→ **TASK OBJECTIVE**
Pick out every line of the data below that contains the string "target", and copy each of those lines in full.

→ **RECORDS FOR THIS EXERCISE**

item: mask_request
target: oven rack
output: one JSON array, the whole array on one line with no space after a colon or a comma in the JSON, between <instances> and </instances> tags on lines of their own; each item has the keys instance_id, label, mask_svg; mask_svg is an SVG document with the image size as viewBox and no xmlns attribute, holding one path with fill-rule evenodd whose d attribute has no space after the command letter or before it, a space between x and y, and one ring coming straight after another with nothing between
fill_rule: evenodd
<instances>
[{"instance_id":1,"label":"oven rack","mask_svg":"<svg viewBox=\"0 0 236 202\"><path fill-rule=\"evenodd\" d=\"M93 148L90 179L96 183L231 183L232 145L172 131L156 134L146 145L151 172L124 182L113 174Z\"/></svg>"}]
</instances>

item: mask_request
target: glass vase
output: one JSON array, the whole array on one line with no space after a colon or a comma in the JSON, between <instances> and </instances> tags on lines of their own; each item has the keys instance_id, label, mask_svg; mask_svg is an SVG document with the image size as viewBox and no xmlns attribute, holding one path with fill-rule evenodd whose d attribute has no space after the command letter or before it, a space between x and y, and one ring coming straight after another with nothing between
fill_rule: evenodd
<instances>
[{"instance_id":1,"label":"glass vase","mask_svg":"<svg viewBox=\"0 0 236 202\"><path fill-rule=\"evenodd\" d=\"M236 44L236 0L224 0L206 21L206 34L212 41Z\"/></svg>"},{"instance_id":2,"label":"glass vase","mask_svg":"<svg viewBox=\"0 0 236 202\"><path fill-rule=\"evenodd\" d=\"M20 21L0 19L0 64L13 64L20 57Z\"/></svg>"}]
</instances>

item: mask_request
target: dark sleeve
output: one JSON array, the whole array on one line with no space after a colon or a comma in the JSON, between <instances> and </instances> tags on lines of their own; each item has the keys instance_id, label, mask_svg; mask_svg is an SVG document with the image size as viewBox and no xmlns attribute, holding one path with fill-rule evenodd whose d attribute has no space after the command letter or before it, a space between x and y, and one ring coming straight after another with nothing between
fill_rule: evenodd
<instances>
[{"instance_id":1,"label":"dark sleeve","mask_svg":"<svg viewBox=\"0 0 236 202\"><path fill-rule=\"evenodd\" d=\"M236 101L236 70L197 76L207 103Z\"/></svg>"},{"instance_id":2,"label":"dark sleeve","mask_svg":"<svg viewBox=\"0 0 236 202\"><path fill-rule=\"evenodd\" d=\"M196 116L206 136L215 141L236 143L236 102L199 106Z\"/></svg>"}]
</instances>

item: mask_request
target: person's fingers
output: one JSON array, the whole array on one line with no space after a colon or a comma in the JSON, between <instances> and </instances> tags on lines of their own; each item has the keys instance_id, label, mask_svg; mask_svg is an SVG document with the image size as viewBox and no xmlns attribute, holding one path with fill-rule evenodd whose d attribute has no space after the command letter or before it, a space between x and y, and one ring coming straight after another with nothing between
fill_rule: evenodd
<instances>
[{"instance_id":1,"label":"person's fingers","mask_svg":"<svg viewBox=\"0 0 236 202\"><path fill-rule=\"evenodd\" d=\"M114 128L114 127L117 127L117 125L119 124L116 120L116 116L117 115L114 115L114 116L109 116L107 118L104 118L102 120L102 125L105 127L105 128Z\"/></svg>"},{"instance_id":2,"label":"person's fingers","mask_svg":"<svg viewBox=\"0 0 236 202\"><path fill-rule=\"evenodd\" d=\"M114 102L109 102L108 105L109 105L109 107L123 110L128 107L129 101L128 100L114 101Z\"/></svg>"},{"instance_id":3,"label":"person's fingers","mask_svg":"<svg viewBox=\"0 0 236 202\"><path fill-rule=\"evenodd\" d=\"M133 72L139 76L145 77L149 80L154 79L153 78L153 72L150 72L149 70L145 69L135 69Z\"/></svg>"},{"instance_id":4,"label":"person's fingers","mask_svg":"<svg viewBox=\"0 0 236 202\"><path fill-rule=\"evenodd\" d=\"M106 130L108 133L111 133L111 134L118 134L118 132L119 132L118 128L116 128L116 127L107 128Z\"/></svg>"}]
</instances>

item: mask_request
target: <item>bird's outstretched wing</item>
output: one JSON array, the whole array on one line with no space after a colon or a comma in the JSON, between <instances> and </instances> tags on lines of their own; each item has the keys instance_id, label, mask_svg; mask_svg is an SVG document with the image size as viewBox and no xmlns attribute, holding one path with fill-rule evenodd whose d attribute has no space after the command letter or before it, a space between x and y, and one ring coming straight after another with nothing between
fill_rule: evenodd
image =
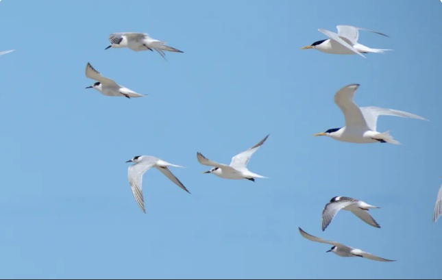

→ **CORRECT OUTPUT**
target: oven rack
target: glass vase
target: dark sleeve
target: person's fingers
target: <item>bird's outstretched wing</item>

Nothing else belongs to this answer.